[Excerpts of location labeling data]
◆ ◆ ◆ ◆ ◆

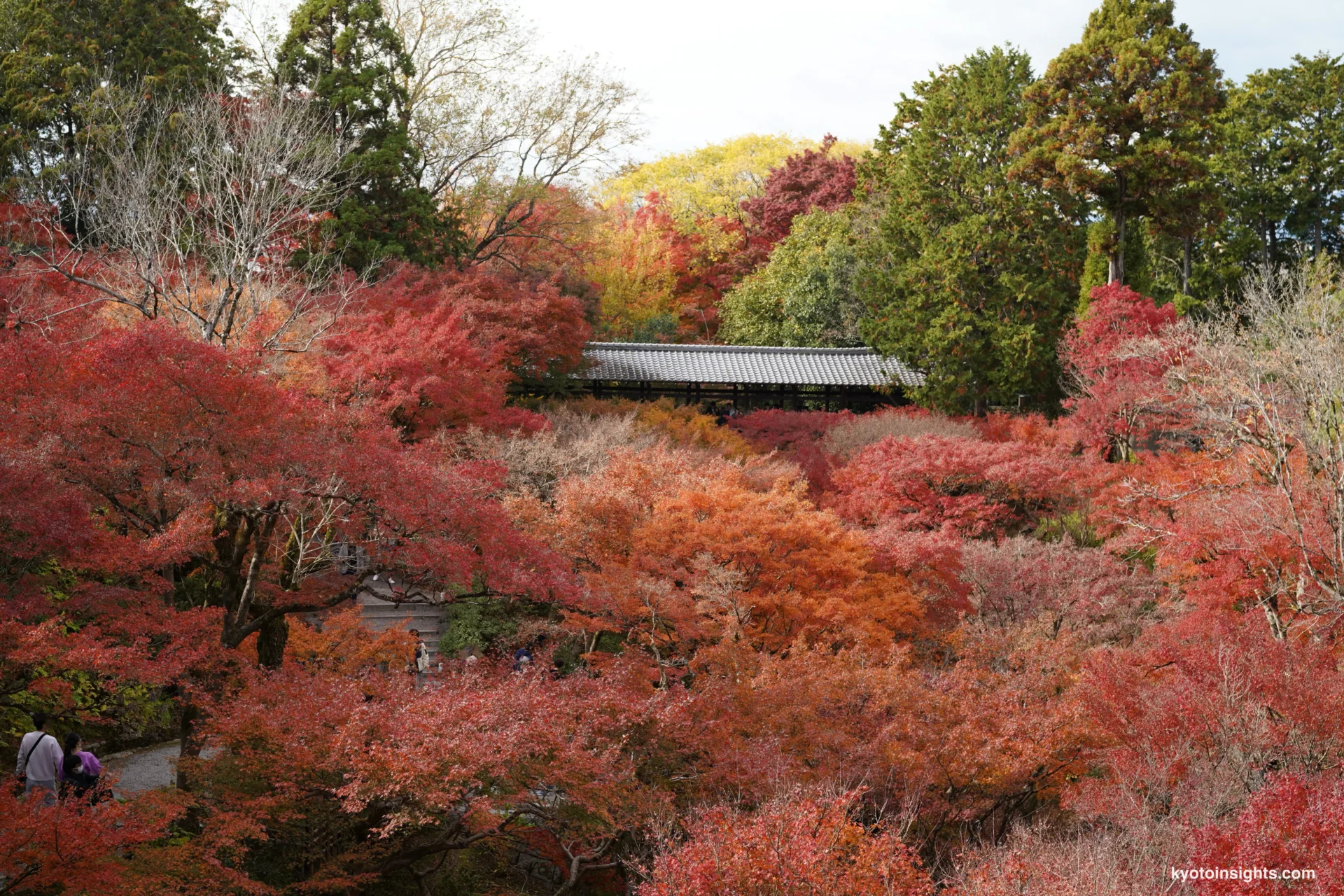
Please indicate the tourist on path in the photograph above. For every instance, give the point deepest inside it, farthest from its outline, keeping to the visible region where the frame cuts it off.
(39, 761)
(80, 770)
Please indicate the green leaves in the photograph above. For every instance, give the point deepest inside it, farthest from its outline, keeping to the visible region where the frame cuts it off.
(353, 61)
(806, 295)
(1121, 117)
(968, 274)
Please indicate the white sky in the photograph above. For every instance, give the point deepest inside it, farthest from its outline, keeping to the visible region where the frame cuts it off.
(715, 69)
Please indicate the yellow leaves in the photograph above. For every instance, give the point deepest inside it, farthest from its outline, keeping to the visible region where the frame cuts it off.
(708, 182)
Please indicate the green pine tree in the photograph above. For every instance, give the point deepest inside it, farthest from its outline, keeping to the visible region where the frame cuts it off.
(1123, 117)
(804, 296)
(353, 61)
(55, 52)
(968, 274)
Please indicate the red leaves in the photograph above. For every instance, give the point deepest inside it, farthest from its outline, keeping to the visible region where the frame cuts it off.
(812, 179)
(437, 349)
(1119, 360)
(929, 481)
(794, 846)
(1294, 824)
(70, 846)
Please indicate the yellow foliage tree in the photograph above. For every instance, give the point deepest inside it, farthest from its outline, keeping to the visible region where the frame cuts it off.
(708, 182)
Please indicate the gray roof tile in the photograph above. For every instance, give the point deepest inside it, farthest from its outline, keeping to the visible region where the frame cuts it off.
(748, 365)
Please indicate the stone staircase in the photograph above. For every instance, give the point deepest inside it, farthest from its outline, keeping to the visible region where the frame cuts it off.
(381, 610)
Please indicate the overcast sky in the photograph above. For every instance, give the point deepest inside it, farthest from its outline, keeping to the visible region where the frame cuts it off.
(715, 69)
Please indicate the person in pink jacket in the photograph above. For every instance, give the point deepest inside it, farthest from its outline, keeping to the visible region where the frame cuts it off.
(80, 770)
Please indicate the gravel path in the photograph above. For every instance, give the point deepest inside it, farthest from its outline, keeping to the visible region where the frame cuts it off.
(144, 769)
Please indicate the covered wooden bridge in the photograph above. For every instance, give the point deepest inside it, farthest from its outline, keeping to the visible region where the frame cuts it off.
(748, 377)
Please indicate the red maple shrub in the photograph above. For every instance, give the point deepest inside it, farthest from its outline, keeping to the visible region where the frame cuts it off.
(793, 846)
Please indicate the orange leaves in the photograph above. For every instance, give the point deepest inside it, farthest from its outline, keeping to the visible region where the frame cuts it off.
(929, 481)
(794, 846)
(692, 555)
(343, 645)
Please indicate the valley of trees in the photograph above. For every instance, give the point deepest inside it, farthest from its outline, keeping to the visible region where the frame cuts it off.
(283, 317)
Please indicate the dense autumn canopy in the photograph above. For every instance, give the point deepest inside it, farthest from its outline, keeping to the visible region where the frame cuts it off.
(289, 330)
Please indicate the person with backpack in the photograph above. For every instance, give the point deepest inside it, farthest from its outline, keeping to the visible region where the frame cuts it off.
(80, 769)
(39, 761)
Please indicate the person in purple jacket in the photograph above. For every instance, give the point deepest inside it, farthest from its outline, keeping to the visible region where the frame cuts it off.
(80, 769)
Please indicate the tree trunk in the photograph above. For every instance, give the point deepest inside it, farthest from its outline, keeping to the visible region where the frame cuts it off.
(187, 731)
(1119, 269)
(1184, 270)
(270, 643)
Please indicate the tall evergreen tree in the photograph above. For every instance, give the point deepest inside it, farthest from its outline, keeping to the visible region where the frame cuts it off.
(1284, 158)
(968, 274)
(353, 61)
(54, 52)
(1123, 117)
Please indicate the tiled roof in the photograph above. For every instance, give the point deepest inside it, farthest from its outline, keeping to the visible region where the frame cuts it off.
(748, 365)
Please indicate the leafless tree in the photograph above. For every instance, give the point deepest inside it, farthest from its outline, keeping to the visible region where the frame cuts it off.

◆ ◆ ◆ ◆ ◆

EXERCISE INSTRUCTIONS: Return the full material word for word. Do not include the pictures.

EXERCISE OUTPUT:
Please indicate the tourist on path in the photograph above. For every instance, give the point deepest inside it, farthest from its outline, keeping to the visible region where the frame cuts it off.
(39, 761)
(80, 770)
Please indicate the green leaves in the photograph above. For every instance, give the point deepest inside it, farthest from its outline, keeping to the visible region where the frame cuts it off.
(353, 61)
(806, 295)
(1121, 117)
(968, 274)
Please indicate the white sky in the photograph above. For every instance, give the point deepest inside it, farthest from its outline, keeping to the visible region where the frame cuts it off.
(715, 69)
Please indicate the yellow leaves in the photograph above. For every instance, give the point deepest inside it, farthest from its outline, keeping to the visible region where the frame cuts it off.
(708, 182)
Please indicate the green pine tree in the photograph above. For every instance, give the point deepest inside it, farthest from its outline, keeping to the visible region where the frame cuts it off.
(1123, 117)
(804, 296)
(353, 61)
(55, 52)
(968, 274)
Please indicate the red leaves in the photograph above. For every instance, give the point deepest inside it, farthest from its outline, keeping to the visible region where the frame cuts it off.
(812, 179)
(437, 349)
(1119, 360)
(929, 481)
(794, 846)
(1294, 824)
(70, 846)
Please indicate the yellow foliage tree in the photograph above. For every instance, give the point deepest inside it, farthest from its outline, keeping to the visible region where the frame cuts it off.
(708, 182)
Please indicate the gray roof tile in the photograph above. For every instance, give the point deepest inside it, farthest from its outline, keeping to the visible region where the frame cuts it off.
(748, 365)
Please indicate the stone staircase in the photograph above. For every instance, give the point deepest inside it, farthest from its outline, keeping to the visible region where the frame cuts it off.
(381, 610)
Please indicate the overcast sky in the photograph above. For every instance, give the point deepest inside it, farthest from its outline, keeping to the visible region where the frame cuts it off.
(715, 69)
Please indicate the person in pink jacket in the photograph above. For every instance, give the point deepest inside it, farthest from its outline, keeping to the visible region where the frame cuts it off.
(80, 770)
Please indicate the gravel path in the photograph above. For every instance, give the point deepest inside it, farthest from its outline, keeping to the visible region where the frame cuts it off.
(144, 769)
Please indicate the covered wooden bridge in the photograph above. For every instance, give the point deepest inside it, farthest from its outline, keeping to the visible region where the frame cuts it off.
(748, 377)
Please indicate the red maple shrub in the photograph above. For every instance, give the point deepest inside it, farthest from its outline, keeping to the visible region where the frame cuts it off.
(793, 846)
Please indicate the orange leaves in the photograph above. For every instance, give the point deepest inside it, farthest from its outline, keeping to the visible region where the frame cuts it off.
(929, 481)
(794, 846)
(692, 555)
(343, 645)
Please indicate the valley of trees in the photograph above. For every instance, give the point deepest inside it, farthest from its outline, keeping to the visible region where the frame cuts it off.
(283, 317)
Please indicate the dense autumn canopy in the photograph above. For every instance, give the point deepest inside it, farthest from its outline, keeping to the visible region where the frame cuts it off.
(289, 330)
Please indicate the person with backpack in the photograph above. For every instance, give the point deepest inside it, farthest from its outline, keeping to the visible region where the frame cuts it off.
(80, 769)
(39, 761)
Please indicate the person in purple jacket in the photograph above. For every instance, give the point deepest inside it, farthest from its outline, keeping to the visible region where the frame cuts it off.
(80, 769)
Please indicate the tree trunk in the photograph above. For every instance, give the point deepest inside it, farthest from its outline, keeping to the visible region where the frame cuts it off.
(187, 731)
(1119, 269)
(1184, 270)
(270, 643)
Please indicate the tall evergreen tree in the photograph above. For every instance, give the point deepest inside it, farthest from its outline, keeping to the visible region where the frame cuts it off.
(1284, 158)
(968, 274)
(353, 61)
(54, 52)
(1123, 117)
Please indicate the tiled roof in the photograph above. For every instance, give the point deepest inside it, farthest from its outline, keeping to the visible region where the frame cuts it off.
(748, 365)
Please indicate the leafless tree in the photograph above. For every instance, give the point deepest inside it, farthest from its outline, keeping to the visible region where the frame cuts it off.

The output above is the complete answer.